- KUTIPAN PILIHAN -
Partai Demokrasi Indonesia Perjuangan (PDIP) mengalami serangan bertubi-tubi. Setelah dikerdilkan Joko 'Mulyono' Widodo di Pilpres lalu, upaya serupa kini dilakukan Djufri dkk menjelang perhelatan Pilkada serentak.
Djufri dkk, mengatasnamakan kader PDIP, menggugat keabsahan surat rekomendasi pencalonan kepala daerah yang ditandatangani Ketua Umum Megawati Soekarnoputri ke Pengadilan Negeri Jakarta Pusat. Langkah Djufri dinilai sangat politis dan kuat dugaan ada campur tangan kekuasaan.
"Wajar publik melihat nuansa politik dalam gugatan (Djufri dkk) ini untuk mengganggu soliditas PDIP yang saat ini sedang menghadapi Pilkada," kata analis politik dari UIN Syarif Hidayatullah kepada Kantor Berita Politik RMOL, Senin (9/9).
Adi menuturkan gugatan bernuansa politis dan ditengarai ada campur tangan kekuasaan lantaran baru dilayangkan setelah Presiden Joko Mulyono Widodo mendepak Yasonna Laoly sebagai Menteri Hukum dan HAM minggu ketiga Agustus kemarin. Padahal, keputusan memperpanjang masa bakti kepengurusan Dewan Pimpinan Pusat (DPP) PDIP hingga 2025 dilakukan Megawati awal Juli lalu.
"Tentu gugatan ini telat. Kenapa? Gugatan tidak dilakukan saat misalnya kepengurusan yang baru disahkan melalui SK Menkumham," ucapnya.
"Kenapa juga menunggu Menkumham yang baru dilantik dan menunggu rekomendasi calon kepala daerah diserahkan partai," demikian Adi Prayitno.

- CUPLIKAN CATATAN -
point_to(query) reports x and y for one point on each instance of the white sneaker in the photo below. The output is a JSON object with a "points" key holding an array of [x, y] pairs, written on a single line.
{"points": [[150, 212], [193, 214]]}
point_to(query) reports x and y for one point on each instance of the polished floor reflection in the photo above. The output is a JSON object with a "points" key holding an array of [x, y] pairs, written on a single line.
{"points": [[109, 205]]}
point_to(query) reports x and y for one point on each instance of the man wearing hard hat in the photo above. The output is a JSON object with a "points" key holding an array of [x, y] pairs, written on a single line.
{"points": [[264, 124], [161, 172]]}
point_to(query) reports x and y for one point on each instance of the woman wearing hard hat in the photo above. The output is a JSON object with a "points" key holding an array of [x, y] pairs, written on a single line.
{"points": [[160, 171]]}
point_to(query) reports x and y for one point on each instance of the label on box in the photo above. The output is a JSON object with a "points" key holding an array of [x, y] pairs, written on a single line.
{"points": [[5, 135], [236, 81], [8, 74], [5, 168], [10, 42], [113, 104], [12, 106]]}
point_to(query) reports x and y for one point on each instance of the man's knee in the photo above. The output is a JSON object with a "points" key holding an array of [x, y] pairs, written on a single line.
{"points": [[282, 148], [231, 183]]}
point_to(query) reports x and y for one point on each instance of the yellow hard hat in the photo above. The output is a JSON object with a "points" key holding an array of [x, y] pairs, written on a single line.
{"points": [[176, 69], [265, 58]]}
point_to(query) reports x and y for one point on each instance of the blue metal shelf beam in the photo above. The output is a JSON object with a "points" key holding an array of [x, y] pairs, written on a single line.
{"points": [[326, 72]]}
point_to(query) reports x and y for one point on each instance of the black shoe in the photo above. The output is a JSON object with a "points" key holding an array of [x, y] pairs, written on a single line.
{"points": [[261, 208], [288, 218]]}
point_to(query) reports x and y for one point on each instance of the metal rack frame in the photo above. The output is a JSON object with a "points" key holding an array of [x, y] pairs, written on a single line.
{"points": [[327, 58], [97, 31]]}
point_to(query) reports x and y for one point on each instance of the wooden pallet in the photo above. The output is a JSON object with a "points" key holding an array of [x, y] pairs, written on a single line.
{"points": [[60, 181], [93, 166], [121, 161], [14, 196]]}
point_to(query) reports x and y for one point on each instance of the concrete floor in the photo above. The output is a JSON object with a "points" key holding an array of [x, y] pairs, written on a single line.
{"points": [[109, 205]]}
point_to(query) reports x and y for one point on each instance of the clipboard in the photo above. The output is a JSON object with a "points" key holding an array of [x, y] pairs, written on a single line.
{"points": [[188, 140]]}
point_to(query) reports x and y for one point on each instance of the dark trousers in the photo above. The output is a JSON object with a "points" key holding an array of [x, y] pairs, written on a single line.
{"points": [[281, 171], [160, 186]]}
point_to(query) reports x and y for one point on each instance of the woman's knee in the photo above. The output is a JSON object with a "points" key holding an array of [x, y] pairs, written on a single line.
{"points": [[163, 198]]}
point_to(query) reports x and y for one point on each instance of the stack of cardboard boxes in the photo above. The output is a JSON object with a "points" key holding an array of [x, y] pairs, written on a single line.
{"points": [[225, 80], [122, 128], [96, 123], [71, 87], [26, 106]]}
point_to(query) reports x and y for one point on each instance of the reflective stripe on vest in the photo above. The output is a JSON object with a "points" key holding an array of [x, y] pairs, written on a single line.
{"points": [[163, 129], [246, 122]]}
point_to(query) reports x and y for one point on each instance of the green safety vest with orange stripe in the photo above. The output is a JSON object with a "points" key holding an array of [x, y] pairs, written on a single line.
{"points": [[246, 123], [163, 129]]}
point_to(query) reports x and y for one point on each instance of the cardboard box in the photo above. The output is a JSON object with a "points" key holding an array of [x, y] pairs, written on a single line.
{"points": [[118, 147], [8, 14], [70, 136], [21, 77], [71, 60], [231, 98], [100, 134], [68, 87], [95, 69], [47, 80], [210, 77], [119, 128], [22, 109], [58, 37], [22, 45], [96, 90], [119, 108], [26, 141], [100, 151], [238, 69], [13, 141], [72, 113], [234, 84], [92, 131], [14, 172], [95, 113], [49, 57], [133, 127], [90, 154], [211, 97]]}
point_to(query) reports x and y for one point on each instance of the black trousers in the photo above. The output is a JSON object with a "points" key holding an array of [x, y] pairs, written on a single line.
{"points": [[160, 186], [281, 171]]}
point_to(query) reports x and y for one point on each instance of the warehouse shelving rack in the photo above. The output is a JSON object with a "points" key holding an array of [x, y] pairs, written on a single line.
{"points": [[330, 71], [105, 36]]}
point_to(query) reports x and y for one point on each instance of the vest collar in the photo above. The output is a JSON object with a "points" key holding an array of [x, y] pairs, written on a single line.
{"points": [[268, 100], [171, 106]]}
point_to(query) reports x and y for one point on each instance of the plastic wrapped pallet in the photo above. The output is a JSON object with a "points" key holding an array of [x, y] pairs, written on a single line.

- KETENTUAN LATIHAN -
[1] Menurut berita tentang gugatan terhadap PDIP, ke pengadilan mana Djufri dkk mengajukan gugatan?
[2] Perbarui catatan mulai dari baris yang memuat "of the cardboard" sampai akhir catatan dengan mengganti "single line" menjadi "one line", tanpa mengubah bagian lain. Tuliskan hanya baris-baris tersebut.
Teks dan catatan di atas berdiri sendiri dan tidak saling berhubungan.

- JAWABAN BERURUTAN -
[1] Ke Pengadilan Negeri Jakarta Pusat.

[2]
point_to(query) reports x and y for one point on each instance of the cardboard box in the photo above. The output is a JSON object with a "points" key holding an array of [x, y] pairs, written on a one line.
{"points": [[118, 147], [8, 14], [70, 136], [21, 77], [71, 60], [231, 98], [100, 134], [68, 87], [95, 69], [47, 80], [210, 77], [119, 128], [22, 109], [58, 37], [22, 45], [96, 90], [119, 108], [26, 141], [100, 151], [238, 69], [13, 141], [72, 113], [234, 84], [92, 131], [14, 172], [95, 113], [49, 57], [133, 127], [90, 154], [211, 97]]}
point_to(query) reports x and y for one point on each instance of the black trousers in the photo above. The output is a JSON object with a "points" key holding an array of [x, y] pairs, written on a one line.
{"points": [[160, 186], [281, 171]]}
point_to(query) reports x and y for one point on each instance of the warehouse shelving rack in the photo above. The output is a JSON object with a "points" key holding an array of [x, y] pairs, written on a one line.
{"points": [[330, 71], [105, 36]]}
point_to(query) reports x and y for one point on each instance of the vest collar in the photo above. The output is a JSON object with a "points" key holding an array of [x, y] pairs, written on a one line.
{"points": [[268, 100], [171, 106]]}
point_to(query) reports x and y for one point on each instance of the plastic wrapped pallet in the photo above. The output is a JSON object with a "points" key holding an array of [x, y] pairs, written on a one line.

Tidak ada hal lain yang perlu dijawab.